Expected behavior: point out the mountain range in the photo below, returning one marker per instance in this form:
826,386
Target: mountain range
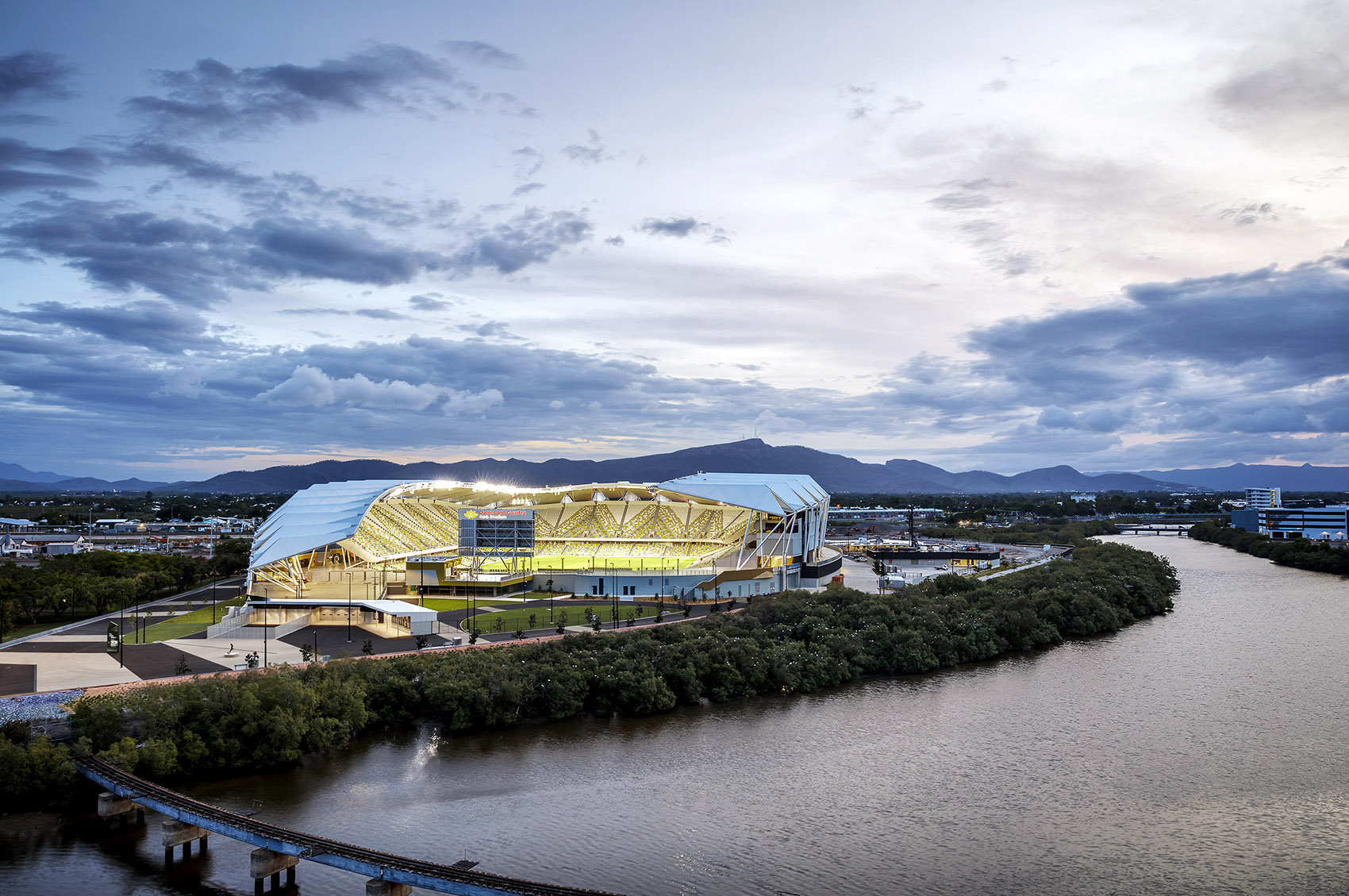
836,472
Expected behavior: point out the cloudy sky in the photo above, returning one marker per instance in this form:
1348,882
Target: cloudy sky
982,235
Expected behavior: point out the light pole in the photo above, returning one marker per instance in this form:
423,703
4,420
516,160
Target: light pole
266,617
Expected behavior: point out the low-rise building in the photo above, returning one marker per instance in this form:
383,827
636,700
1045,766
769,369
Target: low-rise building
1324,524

--

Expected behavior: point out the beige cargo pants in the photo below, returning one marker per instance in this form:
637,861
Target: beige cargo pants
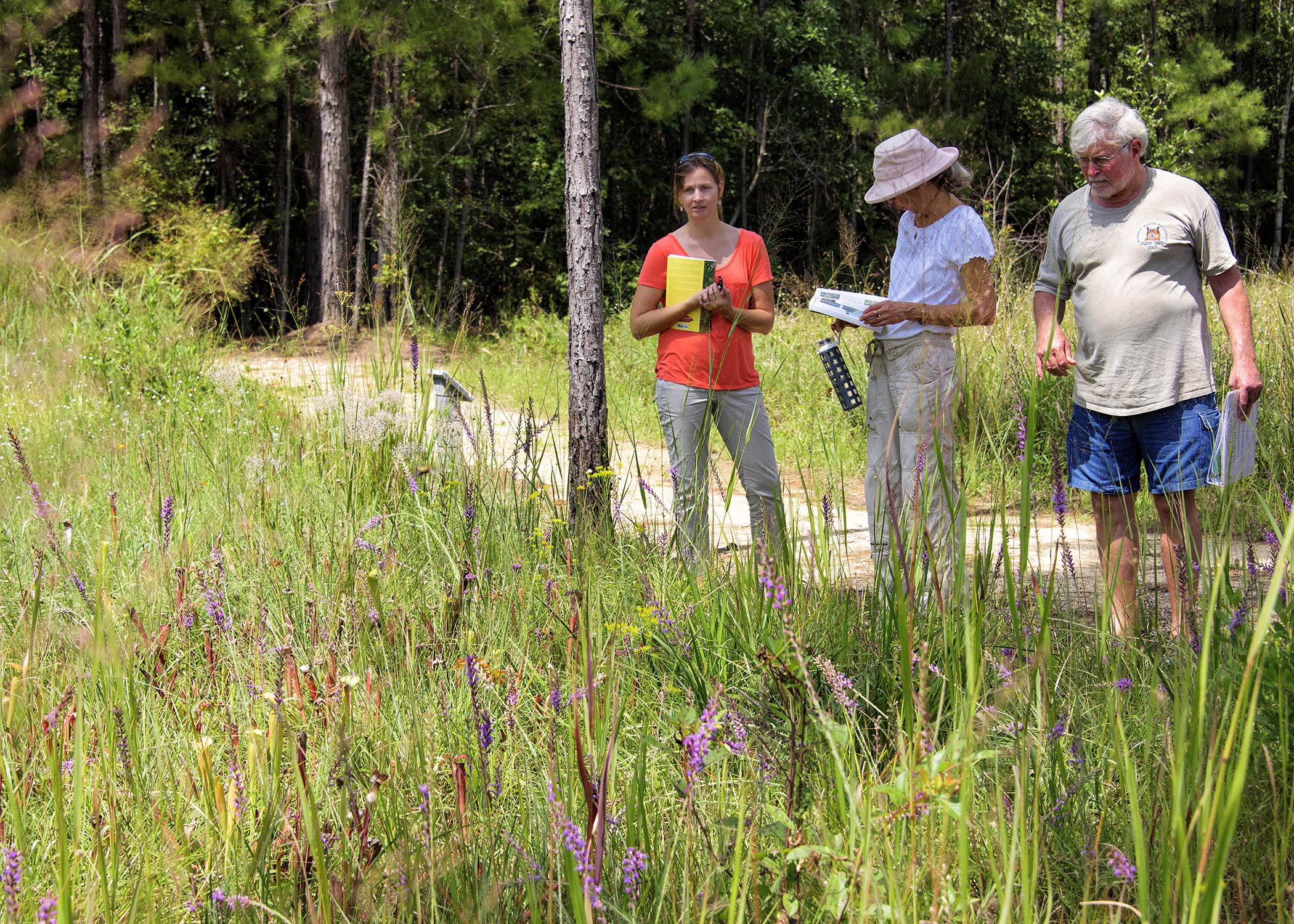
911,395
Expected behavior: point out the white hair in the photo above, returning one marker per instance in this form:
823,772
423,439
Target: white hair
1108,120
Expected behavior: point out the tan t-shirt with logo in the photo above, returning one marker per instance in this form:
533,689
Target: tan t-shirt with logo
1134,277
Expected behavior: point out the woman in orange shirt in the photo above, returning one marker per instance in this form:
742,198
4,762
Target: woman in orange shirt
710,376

--

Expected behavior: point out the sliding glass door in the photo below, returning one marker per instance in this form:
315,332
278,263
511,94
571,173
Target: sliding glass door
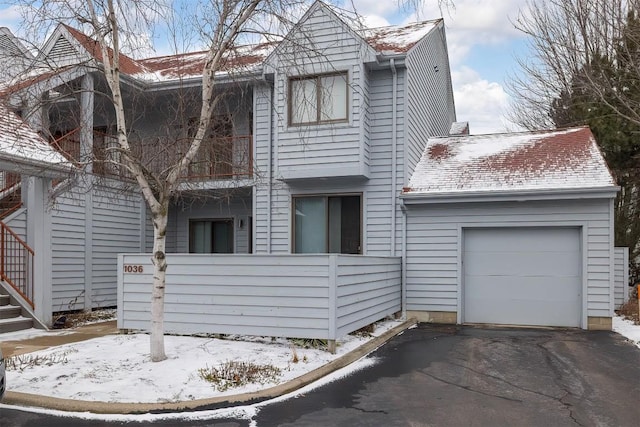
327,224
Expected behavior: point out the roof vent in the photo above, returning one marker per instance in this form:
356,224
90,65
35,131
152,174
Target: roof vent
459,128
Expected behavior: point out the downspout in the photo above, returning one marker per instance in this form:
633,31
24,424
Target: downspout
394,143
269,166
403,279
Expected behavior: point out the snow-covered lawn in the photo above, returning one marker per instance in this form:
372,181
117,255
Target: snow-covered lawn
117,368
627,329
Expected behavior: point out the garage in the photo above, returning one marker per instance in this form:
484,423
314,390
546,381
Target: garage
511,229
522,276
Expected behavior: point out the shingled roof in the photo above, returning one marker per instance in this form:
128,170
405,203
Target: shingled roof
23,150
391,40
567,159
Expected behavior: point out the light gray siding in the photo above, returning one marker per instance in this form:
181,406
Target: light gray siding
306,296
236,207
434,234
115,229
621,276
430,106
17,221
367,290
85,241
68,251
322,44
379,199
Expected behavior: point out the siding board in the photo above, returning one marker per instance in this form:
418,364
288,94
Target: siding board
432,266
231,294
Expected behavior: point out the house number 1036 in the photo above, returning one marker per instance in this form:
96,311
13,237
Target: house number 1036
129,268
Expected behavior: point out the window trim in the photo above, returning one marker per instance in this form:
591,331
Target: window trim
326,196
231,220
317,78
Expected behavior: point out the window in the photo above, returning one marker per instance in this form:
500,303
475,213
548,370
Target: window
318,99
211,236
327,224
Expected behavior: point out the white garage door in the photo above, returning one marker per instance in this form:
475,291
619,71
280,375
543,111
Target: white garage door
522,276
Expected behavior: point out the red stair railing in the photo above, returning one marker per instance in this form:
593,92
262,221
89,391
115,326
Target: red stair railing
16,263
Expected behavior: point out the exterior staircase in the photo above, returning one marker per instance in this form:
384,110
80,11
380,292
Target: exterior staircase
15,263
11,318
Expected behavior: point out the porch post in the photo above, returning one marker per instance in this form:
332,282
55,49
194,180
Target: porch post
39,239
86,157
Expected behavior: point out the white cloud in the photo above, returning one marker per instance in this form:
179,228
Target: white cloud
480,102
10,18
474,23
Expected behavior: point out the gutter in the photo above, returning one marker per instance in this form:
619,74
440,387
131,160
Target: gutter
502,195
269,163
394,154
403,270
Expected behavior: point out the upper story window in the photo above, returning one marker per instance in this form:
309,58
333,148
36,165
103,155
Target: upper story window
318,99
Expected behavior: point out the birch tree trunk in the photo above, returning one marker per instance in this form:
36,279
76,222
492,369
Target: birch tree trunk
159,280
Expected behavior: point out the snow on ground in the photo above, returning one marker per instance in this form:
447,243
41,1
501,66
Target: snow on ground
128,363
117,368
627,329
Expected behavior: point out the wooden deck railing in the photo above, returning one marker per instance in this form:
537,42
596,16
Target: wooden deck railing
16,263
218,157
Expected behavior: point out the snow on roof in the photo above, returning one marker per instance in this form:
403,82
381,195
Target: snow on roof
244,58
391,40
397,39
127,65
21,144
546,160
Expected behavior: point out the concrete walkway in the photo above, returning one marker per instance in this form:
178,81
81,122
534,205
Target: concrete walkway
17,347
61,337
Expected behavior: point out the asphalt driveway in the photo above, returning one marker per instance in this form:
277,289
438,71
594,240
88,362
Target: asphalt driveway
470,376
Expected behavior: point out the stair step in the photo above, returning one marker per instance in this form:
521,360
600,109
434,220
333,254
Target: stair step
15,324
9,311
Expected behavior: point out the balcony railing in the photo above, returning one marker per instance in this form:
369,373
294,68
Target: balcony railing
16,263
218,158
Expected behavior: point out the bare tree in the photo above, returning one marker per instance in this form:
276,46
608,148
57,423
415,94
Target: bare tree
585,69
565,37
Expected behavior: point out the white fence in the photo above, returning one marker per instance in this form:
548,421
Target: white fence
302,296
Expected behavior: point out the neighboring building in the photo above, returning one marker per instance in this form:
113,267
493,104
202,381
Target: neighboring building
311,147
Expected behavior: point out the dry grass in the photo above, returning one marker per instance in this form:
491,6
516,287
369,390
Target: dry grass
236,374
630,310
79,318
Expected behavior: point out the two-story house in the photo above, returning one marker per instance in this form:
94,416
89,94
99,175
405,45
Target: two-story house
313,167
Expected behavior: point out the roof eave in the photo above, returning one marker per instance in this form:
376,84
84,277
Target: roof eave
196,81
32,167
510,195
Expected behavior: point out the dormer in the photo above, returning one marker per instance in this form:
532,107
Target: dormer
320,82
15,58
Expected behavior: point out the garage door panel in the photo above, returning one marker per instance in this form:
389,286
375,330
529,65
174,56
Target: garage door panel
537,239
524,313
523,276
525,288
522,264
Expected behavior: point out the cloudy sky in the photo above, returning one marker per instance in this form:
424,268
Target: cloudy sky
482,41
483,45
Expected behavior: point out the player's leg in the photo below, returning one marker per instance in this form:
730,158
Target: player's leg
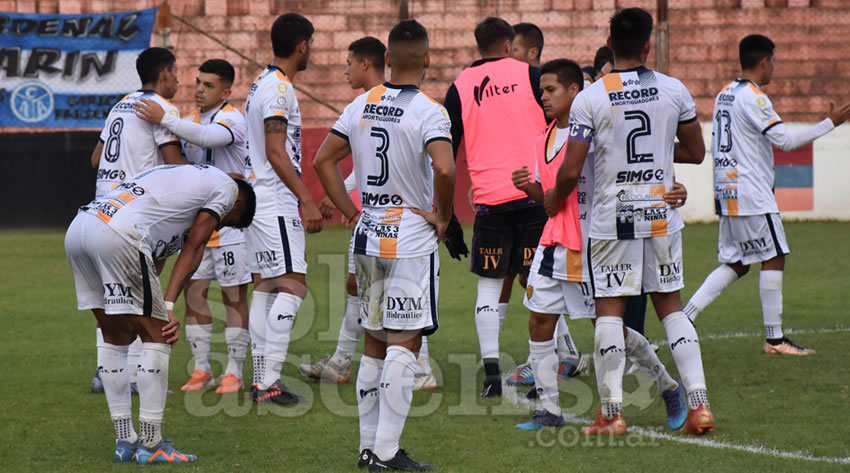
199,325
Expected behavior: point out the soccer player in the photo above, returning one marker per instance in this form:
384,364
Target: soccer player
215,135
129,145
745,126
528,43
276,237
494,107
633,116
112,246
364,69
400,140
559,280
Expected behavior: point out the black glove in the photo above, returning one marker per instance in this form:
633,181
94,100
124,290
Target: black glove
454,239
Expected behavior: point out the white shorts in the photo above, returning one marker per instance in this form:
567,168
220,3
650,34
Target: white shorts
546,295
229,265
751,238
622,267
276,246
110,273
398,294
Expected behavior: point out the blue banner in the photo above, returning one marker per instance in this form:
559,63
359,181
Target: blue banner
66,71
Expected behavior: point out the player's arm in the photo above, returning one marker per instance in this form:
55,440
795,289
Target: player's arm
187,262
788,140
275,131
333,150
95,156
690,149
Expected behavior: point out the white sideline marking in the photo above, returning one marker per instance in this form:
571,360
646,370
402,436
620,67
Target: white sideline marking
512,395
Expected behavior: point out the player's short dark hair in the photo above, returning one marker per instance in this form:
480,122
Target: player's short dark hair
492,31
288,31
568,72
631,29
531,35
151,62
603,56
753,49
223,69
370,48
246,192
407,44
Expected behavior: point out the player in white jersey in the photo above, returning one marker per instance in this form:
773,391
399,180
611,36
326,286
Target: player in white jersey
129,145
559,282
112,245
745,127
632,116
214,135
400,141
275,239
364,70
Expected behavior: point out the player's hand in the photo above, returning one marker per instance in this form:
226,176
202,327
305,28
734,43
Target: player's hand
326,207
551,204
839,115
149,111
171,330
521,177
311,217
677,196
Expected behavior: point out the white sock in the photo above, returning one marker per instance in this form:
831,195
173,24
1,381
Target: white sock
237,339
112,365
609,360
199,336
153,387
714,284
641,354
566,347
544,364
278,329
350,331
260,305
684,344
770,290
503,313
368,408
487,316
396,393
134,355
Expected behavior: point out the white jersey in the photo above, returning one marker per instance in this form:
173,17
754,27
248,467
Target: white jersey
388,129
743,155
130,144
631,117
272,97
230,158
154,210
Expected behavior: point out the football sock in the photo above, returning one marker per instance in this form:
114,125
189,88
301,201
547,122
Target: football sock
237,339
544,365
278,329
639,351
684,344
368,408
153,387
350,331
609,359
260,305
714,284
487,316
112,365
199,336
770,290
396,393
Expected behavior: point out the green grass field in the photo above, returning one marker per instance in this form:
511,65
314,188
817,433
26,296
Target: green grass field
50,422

GIVEN EXERCISE – Collect every line above that contains the string "sideline".

RESPONSE TO THE TASK –
Expected behavior: point out the white sideline marking in the photo above, returning one marker per instance in this form:
Target: white sideline marking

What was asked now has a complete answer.